-- Job --
Nothing should be left out: output all of the entries exactly.

-- Source records --
════════════════════
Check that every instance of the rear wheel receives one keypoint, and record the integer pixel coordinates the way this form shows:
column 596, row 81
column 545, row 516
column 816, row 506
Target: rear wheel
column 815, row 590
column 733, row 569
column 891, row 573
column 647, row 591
════════════════════
-- Expected output --
Check that every instance of the rear wheel receives one keypoint, and record the integer pixel coordinates the way this form shows:
column 596, row 81
column 545, row 516
column 816, row 506
Target: rear wheel
column 815, row 590
column 733, row 569
column 891, row 573
column 647, row 591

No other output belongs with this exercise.